**What you have to do:**
You are asked to filter the data below and copy every line holding "tall".

━━━━━━━━

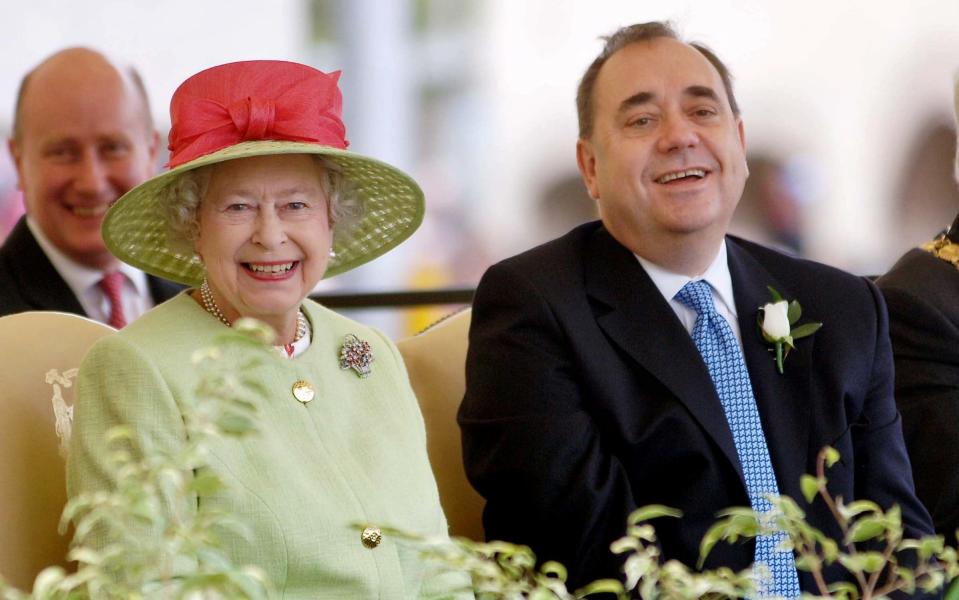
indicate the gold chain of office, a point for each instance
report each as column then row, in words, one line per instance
column 943, row 248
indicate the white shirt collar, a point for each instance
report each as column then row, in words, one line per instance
column 80, row 277
column 716, row 275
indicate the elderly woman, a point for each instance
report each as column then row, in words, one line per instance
column 261, row 201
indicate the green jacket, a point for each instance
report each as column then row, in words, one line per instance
column 356, row 453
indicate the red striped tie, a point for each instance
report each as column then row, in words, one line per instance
column 111, row 284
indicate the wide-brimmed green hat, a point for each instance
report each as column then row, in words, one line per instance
column 257, row 108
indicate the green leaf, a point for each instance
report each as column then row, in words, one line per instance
column 857, row 507
column 793, row 311
column 867, row 528
column 709, row 541
column 831, row 456
column 809, row 486
column 601, row 586
column 953, row 592
column 805, row 330
column 653, row 511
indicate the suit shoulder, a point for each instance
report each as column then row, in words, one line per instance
column 917, row 269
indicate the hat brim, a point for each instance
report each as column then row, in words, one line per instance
column 135, row 228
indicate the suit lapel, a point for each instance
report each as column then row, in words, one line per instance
column 162, row 290
column 636, row 317
column 783, row 400
column 39, row 283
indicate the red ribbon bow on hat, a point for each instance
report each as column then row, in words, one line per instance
column 254, row 100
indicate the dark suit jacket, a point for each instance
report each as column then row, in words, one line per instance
column 586, row 399
column 29, row 281
column 922, row 292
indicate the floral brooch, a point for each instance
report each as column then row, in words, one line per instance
column 356, row 354
column 776, row 321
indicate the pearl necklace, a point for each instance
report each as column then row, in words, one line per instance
column 210, row 305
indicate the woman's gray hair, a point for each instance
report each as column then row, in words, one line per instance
column 181, row 198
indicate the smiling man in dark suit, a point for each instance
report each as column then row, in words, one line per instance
column 82, row 137
column 621, row 365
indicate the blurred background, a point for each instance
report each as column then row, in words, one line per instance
column 847, row 107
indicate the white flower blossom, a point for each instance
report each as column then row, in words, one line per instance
column 776, row 320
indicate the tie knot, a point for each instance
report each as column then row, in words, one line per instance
column 112, row 283
column 697, row 296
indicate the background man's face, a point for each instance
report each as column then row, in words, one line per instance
column 667, row 156
column 84, row 142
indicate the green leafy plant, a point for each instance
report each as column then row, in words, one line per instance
column 152, row 539
column 501, row 570
column 874, row 551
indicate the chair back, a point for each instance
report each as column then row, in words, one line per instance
column 39, row 356
column 436, row 362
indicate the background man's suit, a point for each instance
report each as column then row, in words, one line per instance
column 28, row 280
column 922, row 292
column 586, row 399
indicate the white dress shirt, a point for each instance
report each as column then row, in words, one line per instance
column 83, row 281
column 720, row 284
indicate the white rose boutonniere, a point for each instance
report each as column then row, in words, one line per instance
column 776, row 321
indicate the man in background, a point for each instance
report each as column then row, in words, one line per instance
column 922, row 292
column 82, row 137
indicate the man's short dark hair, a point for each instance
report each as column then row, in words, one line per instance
column 632, row 34
column 130, row 72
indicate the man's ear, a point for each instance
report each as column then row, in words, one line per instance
column 742, row 142
column 17, row 161
column 586, row 161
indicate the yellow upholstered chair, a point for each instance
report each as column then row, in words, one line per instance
column 39, row 356
column 436, row 362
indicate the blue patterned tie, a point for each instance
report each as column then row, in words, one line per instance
column 720, row 350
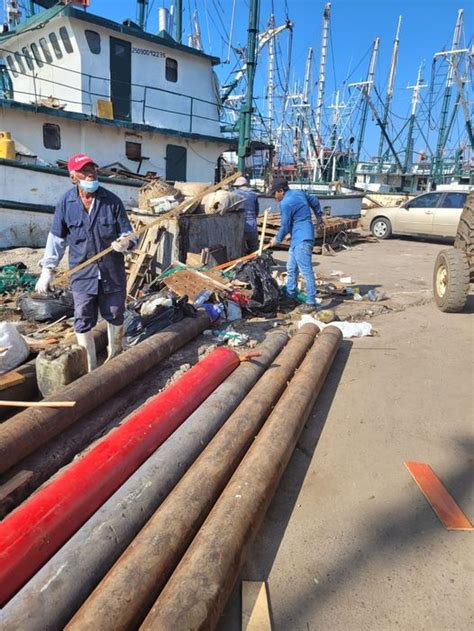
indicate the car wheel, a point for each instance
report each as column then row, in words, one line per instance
column 381, row 228
column 451, row 280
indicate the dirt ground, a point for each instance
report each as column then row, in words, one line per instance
column 349, row 541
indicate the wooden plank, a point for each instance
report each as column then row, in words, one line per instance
column 13, row 483
column 11, row 378
column 255, row 610
column 438, row 497
column 64, row 276
column 189, row 283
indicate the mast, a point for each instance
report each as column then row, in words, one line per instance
column 271, row 83
column 141, row 13
column 335, row 124
column 411, row 124
column 366, row 87
column 391, row 80
column 246, row 110
column 321, row 85
column 179, row 20
column 437, row 165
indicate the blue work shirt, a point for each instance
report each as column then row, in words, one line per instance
column 250, row 205
column 296, row 217
column 87, row 234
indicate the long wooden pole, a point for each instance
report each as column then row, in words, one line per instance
column 262, row 236
column 172, row 213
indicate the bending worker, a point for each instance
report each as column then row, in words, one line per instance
column 250, row 205
column 89, row 219
column 296, row 208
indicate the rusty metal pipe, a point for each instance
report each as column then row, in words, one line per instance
column 196, row 594
column 25, row 432
column 121, row 600
column 52, row 596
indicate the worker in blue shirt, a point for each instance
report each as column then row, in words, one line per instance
column 296, row 208
column 89, row 219
column 250, row 205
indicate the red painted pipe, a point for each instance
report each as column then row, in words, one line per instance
column 43, row 523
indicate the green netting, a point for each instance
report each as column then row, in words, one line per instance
column 13, row 277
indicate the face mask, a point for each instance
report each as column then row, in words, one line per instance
column 90, row 186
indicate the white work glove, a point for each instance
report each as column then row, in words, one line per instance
column 122, row 244
column 44, row 281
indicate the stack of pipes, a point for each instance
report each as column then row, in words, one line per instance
column 121, row 537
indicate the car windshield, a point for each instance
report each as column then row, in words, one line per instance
column 425, row 201
column 454, row 200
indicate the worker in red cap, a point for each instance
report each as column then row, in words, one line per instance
column 89, row 219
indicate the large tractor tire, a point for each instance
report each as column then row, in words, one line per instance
column 451, row 280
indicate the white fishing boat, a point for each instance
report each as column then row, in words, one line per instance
column 71, row 82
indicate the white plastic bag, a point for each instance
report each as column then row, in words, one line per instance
column 13, row 348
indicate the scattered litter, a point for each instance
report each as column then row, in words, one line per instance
column 348, row 329
column 326, row 316
column 13, row 348
column 375, row 296
column 229, row 335
column 233, row 311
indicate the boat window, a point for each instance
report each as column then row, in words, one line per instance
column 27, row 56
column 53, row 38
column 36, row 55
column 66, row 41
column 93, row 39
column 20, row 63
column 11, row 66
column 51, row 136
column 171, row 73
column 45, row 48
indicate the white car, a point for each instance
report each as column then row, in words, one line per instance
column 434, row 214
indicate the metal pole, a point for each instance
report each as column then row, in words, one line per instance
column 179, row 20
column 442, row 135
column 27, row 431
column 196, row 594
column 245, row 120
column 42, row 524
column 321, row 85
column 120, row 600
column 57, row 591
column 388, row 100
column 366, row 89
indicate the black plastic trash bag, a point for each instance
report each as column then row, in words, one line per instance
column 138, row 327
column 265, row 292
column 49, row 307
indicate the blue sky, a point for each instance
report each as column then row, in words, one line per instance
column 427, row 27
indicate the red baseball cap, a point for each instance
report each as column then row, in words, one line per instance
column 79, row 160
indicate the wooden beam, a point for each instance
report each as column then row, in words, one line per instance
column 255, row 610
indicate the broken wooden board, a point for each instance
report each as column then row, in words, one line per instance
column 255, row 609
column 11, row 378
column 440, row 500
column 189, row 283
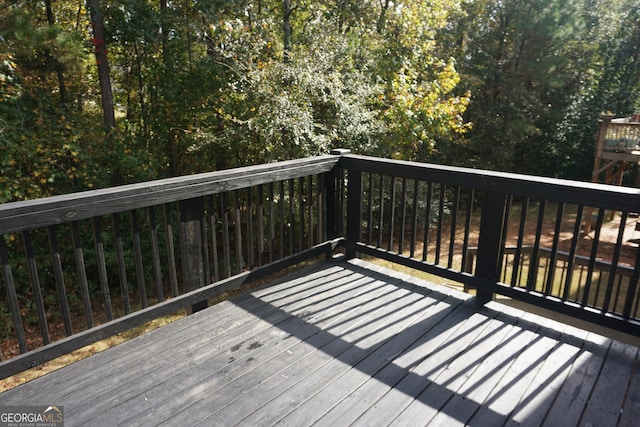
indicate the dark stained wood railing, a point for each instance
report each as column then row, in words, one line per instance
column 428, row 217
column 81, row 267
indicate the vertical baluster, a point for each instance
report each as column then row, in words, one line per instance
column 554, row 250
column 392, row 206
column 122, row 272
column 193, row 247
column 82, row 274
column 155, row 254
column 381, row 215
column 214, row 238
column 467, row 229
column 518, row 260
column 283, row 219
column 137, row 250
column 454, row 222
column 427, row 222
column 533, row 267
column 616, row 299
column 403, row 215
column 321, row 194
column 370, row 211
column 171, row 254
column 35, row 286
column 260, row 209
column 239, row 254
column 301, row 213
column 292, row 217
column 59, row 277
column 102, row 266
column 614, row 262
column 13, row 297
column 414, row 219
column 226, row 243
column 310, row 204
column 272, row 223
column 592, row 258
column 441, row 203
column 250, row 242
column 572, row 254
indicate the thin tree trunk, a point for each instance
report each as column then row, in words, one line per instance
column 103, row 65
column 286, row 23
column 63, row 91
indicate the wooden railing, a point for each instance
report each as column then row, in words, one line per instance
column 80, row 267
column 427, row 217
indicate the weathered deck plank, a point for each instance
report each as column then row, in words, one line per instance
column 350, row 343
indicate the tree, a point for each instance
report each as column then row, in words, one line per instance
column 99, row 43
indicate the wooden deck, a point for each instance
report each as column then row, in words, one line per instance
column 349, row 343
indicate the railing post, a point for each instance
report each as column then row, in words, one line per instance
column 354, row 211
column 489, row 242
column 332, row 199
column 192, row 246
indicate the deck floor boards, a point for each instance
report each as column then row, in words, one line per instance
column 350, row 343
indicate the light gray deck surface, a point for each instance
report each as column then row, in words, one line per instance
column 351, row 344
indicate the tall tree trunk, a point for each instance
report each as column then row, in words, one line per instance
column 382, row 18
column 286, row 24
column 63, row 90
column 97, row 23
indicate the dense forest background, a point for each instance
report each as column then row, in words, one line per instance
column 105, row 92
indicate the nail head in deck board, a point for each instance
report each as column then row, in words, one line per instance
column 335, row 323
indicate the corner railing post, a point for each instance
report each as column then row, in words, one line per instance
column 489, row 243
column 192, row 247
column 333, row 191
column 354, row 211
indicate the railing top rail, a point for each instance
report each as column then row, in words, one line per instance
column 578, row 192
column 19, row 216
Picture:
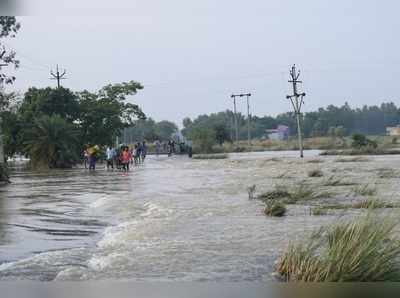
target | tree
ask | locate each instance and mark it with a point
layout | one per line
(165, 129)
(8, 28)
(221, 133)
(105, 113)
(203, 139)
(49, 101)
(52, 142)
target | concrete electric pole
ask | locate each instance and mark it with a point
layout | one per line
(57, 76)
(297, 102)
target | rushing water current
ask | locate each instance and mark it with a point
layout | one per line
(168, 219)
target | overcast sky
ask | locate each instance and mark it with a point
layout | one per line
(191, 55)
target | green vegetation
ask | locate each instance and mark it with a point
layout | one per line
(365, 249)
(365, 190)
(337, 122)
(299, 193)
(52, 125)
(275, 208)
(319, 211)
(315, 173)
(387, 173)
(210, 156)
(360, 141)
(9, 28)
(336, 181)
(150, 130)
(52, 142)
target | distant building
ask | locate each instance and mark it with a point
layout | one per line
(393, 131)
(282, 132)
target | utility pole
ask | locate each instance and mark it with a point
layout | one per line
(1, 121)
(248, 114)
(235, 117)
(248, 119)
(57, 76)
(297, 102)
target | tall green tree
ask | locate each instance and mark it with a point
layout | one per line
(105, 113)
(8, 29)
(49, 101)
(52, 142)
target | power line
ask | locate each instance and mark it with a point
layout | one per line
(57, 76)
(297, 102)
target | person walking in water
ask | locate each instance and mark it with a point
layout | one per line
(139, 152)
(157, 144)
(110, 157)
(144, 151)
(126, 158)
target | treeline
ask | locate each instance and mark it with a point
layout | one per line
(149, 130)
(370, 120)
(52, 125)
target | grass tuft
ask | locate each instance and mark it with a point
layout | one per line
(315, 161)
(318, 211)
(366, 249)
(365, 190)
(315, 173)
(335, 181)
(352, 159)
(210, 156)
(275, 208)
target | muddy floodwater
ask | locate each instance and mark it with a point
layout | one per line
(171, 218)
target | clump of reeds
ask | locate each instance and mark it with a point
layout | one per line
(318, 211)
(352, 159)
(280, 192)
(210, 156)
(386, 173)
(275, 208)
(315, 173)
(315, 161)
(365, 190)
(366, 249)
(372, 203)
(299, 193)
(336, 181)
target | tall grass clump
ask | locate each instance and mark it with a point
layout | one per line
(365, 190)
(275, 208)
(336, 181)
(315, 173)
(365, 249)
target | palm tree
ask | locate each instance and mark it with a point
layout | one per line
(52, 142)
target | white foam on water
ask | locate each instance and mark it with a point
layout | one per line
(120, 241)
(100, 202)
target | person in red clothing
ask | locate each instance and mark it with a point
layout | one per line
(126, 157)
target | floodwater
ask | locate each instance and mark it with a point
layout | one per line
(169, 219)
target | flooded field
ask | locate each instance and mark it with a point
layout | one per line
(174, 218)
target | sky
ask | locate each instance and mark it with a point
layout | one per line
(192, 55)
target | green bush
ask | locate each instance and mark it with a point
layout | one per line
(366, 249)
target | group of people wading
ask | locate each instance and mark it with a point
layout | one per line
(120, 158)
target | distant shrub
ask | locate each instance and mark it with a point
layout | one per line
(359, 141)
(275, 208)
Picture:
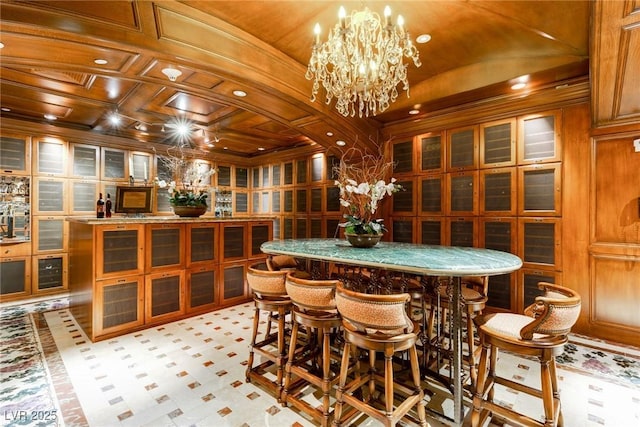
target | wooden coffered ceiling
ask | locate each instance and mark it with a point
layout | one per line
(478, 49)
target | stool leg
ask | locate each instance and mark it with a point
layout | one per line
(479, 394)
(254, 334)
(281, 351)
(473, 373)
(556, 393)
(547, 391)
(344, 368)
(287, 371)
(415, 373)
(372, 374)
(388, 380)
(326, 371)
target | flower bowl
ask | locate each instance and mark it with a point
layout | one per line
(363, 240)
(189, 211)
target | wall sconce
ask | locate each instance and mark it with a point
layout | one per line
(172, 73)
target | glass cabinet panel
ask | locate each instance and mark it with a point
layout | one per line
(288, 173)
(275, 175)
(224, 176)
(431, 195)
(15, 277)
(431, 231)
(462, 149)
(539, 242)
(498, 190)
(120, 250)
(121, 301)
(402, 230)
(51, 157)
(403, 200)
(275, 201)
(403, 157)
(14, 154)
(539, 138)
(233, 241)
(259, 233)
(540, 187)
(242, 202)
(242, 177)
(50, 234)
(431, 150)
(114, 164)
(50, 272)
(164, 295)
(163, 247)
(49, 196)
(201, 243)
(498, 143)
(301, 228)
(316, 200)
(233, 283)
(201, 289)
(301, 171)
(462, 231)
(84, 195)
(301, 201)
(317, 168)
(463, 193)
(288, 201)
(85, 161)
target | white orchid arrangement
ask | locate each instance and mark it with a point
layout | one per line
(193, 189)
(361, 180)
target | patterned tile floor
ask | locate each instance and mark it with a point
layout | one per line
(191, 373)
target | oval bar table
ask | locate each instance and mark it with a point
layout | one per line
(425, 260)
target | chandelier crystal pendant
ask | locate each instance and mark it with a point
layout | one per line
(361, 63)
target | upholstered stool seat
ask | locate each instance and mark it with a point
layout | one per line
(286, 263)
(378, 323)
(309, 363)
(269, 296)
(540, 332)
(473, 298)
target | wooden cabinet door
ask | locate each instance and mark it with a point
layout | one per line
(119, 250)
(165, 248)
(164, 296)
(118, 305)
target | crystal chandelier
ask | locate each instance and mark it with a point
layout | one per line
(361, 64)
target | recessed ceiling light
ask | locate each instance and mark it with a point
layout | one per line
(171, 73)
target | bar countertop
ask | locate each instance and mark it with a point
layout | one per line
(414, 258)
(162, 219)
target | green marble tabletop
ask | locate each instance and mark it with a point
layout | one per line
(407, 257)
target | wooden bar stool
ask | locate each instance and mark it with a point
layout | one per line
(541, 332)
(270, 296)
(473, 297)
(309, 361)
(378, 323)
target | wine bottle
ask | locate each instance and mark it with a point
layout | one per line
(107, 212)
(100, 207)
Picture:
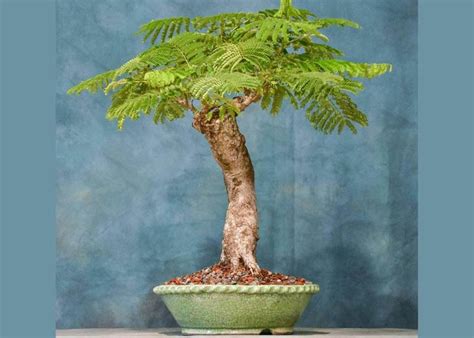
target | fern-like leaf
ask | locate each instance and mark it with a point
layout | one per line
(166, 28)
(218, 85)
(230, 55)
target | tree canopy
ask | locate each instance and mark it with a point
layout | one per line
(274, 54)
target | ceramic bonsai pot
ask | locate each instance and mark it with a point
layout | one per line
(236, 309)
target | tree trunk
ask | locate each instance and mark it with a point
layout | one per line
(241, 222)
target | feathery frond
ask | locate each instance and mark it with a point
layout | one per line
(217, 85)
(253, 52)
(214, 59)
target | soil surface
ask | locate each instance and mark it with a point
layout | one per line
(221, 274)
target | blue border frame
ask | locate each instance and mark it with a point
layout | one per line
(445, 168)
(27, 168)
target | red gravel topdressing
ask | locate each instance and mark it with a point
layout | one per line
(219, 274)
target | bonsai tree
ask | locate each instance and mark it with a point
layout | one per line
(215, 67)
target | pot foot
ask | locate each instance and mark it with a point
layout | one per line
(261, 331)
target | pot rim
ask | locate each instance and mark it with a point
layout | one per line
(245, 289)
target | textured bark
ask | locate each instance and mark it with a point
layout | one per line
(228, 147)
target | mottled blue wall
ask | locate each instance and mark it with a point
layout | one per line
(138, 207)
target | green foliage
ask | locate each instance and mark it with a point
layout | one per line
(209, 61)
(250, 52)
(214, 87)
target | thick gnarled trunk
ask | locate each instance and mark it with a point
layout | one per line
(241, 224)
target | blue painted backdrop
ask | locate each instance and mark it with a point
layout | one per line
(138, 207)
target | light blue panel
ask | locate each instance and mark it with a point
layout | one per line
(138, 207)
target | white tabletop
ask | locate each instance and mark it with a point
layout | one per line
(302, 332)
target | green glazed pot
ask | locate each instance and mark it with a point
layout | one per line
(236, 309)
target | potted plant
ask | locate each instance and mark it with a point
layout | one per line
(215, 67)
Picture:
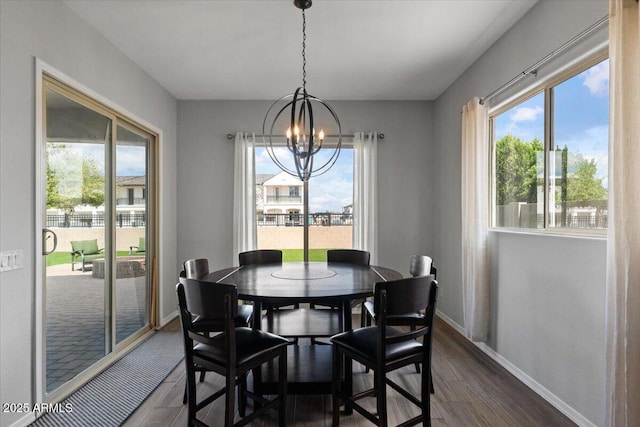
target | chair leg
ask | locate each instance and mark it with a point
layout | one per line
(242, 396)
(336, 386)
(230, 404)
(381, 397)
(431, 389)
(282, 388)
(425, 397)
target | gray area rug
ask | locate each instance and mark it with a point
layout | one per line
(111, 397)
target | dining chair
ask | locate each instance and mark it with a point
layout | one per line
(260, 256)
(352, 256)
(348, 256)
(387, 346)
(197, 268)
(419, 265)
(232, 353)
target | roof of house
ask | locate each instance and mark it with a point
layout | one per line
(131, 181)
(283, 178)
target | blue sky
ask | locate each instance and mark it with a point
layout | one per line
(581, 116)
(328, 192)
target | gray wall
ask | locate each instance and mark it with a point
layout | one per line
(547, 292)
(55, 34)
(205, 174)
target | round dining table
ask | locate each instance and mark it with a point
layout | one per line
(320, 284)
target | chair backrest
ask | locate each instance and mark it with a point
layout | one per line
(421, 265)
(209, 300)
(351, 256)
(196, 268)
(393, 300)
(403, 296)
(261, 256)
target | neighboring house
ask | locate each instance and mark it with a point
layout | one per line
(282, 193)
(131, 193)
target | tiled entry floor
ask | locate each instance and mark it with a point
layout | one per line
(75, 319)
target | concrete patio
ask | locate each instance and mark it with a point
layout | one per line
(75, 321)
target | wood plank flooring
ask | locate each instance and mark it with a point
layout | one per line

━━━━━━━━

**Written solution:**
indicate the tall tree trunk, a point for each instance
target | tall green tree
target | tall grass clump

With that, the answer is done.